### To do
Copy all of the data that follows without altering a word.

### Entries shown

>>>>

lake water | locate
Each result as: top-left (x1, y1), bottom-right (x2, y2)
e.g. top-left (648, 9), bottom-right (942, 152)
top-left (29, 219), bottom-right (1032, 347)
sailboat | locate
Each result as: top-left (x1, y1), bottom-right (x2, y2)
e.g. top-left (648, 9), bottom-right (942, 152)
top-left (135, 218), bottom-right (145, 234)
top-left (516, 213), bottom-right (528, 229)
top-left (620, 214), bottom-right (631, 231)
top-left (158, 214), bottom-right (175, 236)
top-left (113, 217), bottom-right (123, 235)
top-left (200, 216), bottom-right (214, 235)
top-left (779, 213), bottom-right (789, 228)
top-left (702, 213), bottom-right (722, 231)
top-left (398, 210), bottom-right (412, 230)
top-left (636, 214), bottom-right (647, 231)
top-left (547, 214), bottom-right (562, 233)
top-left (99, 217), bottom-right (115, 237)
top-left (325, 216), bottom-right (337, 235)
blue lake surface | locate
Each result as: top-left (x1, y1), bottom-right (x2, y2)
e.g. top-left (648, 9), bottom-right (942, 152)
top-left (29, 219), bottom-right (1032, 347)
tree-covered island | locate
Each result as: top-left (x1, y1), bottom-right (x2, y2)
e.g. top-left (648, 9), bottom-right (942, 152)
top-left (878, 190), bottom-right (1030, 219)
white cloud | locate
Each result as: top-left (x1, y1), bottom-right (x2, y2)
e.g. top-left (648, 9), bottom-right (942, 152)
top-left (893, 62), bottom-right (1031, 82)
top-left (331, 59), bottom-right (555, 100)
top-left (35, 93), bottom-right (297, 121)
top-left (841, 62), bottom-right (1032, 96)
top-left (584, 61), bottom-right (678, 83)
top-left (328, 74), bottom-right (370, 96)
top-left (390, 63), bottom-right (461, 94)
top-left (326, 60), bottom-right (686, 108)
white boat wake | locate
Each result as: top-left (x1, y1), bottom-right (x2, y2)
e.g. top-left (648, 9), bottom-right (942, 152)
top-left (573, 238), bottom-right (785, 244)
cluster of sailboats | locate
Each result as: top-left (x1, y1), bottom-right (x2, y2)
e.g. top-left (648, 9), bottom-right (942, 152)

<<<<

### Exercise solution
lake water | locate
Each result as: top-left (x1, y1), bottom-right (x2, y2)
e.g. top-left (648, 9), bottom-right (942, 152)
top-left (29, 219), bottom-right (1032, 347)
sailboat | locate
Each result as: top-left (x1, y1), bottom-right (x2, y2)
e.g. top-left (648, 9), bottom-right (942, 152)
top-left (135, 218), bottom-right (145, 234)
top-left (516, 213), bottom-right (528, 229)
top-left (620, 214), bottom-right (631, 231)
top-left (158, 214), bottom-right (175, 236)
top-left (113, 217), bottom-right (123, 235)
top-left (200, 216), bottom-right (214, 235)
top-left (779, 213), bottom-right (789, 228)
top-left (702, 213), bottom-right (722, 231)
top-left (398, 210), bottom-right (412, 230)
top-left (636, 214), bottom-right (647, 231)
top-left (547, 214), bottom-right (562, 233)
top-left (99, 217), bottom-right (115, 237)
top-left (325, 216), bottom-right (337, 235)
blue lake surface | locate
Each result as: top-left (x1, y1), bottom-right (x2, y2)
e.g. top-left (648, 9), bottom-right (942, 152)
top-left (29, 219), bottom-right (1032, 347)
tree-covered island | locate
Each result as: top-left (x1, y1), bottom-right (x2, y2)
e.g. top-left (648, 9), bottom-right (942, 152)
top-left (878, 190), bottom-right (1030, 219)
white cloud | locate
Each result as: top-left (x1, y1), bottom-right (x2, y2)
e.g. top-left (648, 9), bottom-right (942, 152)
top-left (893, 62), bottom-right (1031, 82)
top-left (331, 59), bottom-right (555, 100)
top-left (35, 93), bottom-right (297, 121)
top-left (841, 62), bottom-right (1032, 96)
top-left (584, 61), bottom-right (678, 83)
top-left (328, 74), bottom-right (370, 96)
top-left (390, 63), bottom-right (461, 94)
top-left (326, 60), bottom-right (686, 108)
white boat wake | locate
Each result as: top-left (x1, y1), bottom-right (x2, y2)
e.g. top-left (648, 9), bottom-right (942, 152)
top-left (573, 238), bottom-right (785, 244)
cluster of sailboats | locate
Each result as: top-left (x1, y1), bottom-right (x2, y2)
e.g. top-left (648, 9), bottom-right (942, 152)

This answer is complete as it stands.